WHAT NEEDS TO BE DONE: In the entries that follow, which lines hold the string "jeans"? List them.

DATASET CONTENT:
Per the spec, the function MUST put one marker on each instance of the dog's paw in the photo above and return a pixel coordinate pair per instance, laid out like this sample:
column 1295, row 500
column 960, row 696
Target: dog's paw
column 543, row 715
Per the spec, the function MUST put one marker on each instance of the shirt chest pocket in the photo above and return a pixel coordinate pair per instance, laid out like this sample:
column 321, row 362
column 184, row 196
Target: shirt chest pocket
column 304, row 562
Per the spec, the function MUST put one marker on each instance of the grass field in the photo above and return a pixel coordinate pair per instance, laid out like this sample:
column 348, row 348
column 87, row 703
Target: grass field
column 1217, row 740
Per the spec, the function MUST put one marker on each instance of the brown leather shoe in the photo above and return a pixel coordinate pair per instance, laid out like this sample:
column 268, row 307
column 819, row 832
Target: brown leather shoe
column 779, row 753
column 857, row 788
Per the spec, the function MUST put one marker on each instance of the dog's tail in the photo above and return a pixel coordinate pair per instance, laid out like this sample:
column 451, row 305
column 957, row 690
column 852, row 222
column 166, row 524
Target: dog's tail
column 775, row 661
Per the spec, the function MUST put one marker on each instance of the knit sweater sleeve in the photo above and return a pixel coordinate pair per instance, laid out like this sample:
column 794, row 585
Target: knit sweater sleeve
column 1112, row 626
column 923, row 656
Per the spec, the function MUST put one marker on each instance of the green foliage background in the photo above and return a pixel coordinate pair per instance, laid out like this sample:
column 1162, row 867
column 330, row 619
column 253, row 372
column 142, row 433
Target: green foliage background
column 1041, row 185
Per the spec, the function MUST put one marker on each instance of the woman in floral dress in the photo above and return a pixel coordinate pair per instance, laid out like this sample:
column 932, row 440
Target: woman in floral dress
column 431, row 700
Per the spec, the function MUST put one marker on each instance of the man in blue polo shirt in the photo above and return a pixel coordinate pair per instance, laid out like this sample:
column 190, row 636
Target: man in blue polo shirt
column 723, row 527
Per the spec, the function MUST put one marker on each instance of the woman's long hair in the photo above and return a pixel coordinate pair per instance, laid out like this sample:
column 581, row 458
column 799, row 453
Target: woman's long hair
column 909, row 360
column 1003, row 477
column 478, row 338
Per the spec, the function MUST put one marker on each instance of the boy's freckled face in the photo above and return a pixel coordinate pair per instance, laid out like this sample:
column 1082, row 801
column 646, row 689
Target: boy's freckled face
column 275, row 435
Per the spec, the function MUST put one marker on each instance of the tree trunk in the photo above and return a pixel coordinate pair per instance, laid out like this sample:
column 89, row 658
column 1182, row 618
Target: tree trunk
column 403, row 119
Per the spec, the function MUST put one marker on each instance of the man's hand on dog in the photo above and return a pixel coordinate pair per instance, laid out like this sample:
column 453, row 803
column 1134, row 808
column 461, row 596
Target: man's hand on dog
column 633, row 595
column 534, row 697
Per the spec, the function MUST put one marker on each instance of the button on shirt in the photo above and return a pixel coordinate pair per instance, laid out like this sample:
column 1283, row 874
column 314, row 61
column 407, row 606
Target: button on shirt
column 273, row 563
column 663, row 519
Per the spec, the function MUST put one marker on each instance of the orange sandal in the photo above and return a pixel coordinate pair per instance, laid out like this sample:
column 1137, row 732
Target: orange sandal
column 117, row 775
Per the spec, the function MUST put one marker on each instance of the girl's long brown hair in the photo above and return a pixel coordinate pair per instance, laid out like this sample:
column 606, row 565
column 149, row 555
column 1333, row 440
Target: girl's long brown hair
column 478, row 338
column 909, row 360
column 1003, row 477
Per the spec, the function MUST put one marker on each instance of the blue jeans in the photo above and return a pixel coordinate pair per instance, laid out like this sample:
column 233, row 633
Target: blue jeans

OUTPUT BELOW:
Per the spec, the function MUST put one marker on each instance of the blue jeans in the photo above and return a pixel coordinate pair per instance, laid out like this sample:
Target: blue jeans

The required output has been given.